Les participants ont exprimé des sentiment d'isolement dans leurs petites agences. Les discussions leur ont semblé particulièrement utiles et bénéfiques. Plusieurs ont estimé avoir manqué de temps puisque la compréhension et l'intégration de l'information et des enjeux présentés lors de la session plénière a pris en soi une bonne partie du temps. Il a été souhaité que la prochaine consultation du CCR à Toronto fournirait une autre occasion pour poursuivre et approfondir la discussion.

::::

## [Travail demandé]
- A) Énumérez tous les points de vue ou souhaits que le texte fourni attribue aux participants.
- B) Répondez à ces questions à partir du texte fourni :
(i) Dans quel type d'agences les participants disent-ils se sentir isolés ?
(ii) Qu'est-ce qui a pris une bonne partie du temps ?
(iii) Dans quelle ville aura lieu la prochaine consultation du CCR ?

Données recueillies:
::::

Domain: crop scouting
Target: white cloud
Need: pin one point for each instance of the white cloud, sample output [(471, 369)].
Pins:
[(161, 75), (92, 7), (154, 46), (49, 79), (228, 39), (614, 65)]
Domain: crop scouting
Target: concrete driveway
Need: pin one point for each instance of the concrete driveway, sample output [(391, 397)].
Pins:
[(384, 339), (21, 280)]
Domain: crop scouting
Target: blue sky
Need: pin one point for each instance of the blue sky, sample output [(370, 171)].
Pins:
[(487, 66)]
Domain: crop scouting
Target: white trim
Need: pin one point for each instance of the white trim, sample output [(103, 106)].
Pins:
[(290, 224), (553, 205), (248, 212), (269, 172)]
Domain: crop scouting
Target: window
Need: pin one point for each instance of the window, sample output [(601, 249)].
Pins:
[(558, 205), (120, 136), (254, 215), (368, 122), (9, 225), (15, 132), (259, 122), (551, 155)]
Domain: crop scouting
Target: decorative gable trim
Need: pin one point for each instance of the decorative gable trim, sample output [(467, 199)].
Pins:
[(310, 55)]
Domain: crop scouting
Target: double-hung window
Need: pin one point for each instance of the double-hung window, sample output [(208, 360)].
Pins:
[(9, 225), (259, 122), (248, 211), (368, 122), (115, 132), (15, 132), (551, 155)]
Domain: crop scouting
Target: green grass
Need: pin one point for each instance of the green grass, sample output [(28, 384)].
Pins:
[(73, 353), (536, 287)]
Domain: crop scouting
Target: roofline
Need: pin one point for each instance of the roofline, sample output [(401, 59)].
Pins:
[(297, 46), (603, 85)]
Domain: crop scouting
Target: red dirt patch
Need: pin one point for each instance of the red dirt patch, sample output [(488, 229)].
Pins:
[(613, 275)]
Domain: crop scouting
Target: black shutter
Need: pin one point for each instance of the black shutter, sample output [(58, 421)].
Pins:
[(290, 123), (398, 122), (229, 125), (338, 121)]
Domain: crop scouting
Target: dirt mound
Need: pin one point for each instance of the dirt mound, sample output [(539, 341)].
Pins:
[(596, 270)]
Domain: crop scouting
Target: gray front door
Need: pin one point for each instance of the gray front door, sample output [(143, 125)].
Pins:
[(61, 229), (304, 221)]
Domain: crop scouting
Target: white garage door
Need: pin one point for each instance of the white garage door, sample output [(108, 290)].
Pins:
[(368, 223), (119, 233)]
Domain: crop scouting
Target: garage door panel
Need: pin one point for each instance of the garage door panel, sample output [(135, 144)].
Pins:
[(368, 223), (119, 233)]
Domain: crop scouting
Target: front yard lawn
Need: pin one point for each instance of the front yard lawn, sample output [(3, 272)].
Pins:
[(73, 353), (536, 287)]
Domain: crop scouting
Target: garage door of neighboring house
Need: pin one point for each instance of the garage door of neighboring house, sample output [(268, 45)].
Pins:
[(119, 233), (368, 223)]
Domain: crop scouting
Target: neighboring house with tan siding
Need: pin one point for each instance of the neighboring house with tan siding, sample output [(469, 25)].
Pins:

::::

## [Liste des réponses]
- A)
- Un sentiment d'isolement dans leurs petites agences
- Des discussions jugées particulièrement utiles et bénéfiques
- Le manque de temps, selon plusieurs d'entre eux
- Le souhait que la prochaine consultation du CCR à Toronto permette de poursuivre et d'approfondir la discussion

- B)
(i) Dans de petites agences.
(ii) La compréhension et l'intégration de l'information et des enjeux présentés lors de la session plénière.
(iii) À Toronto.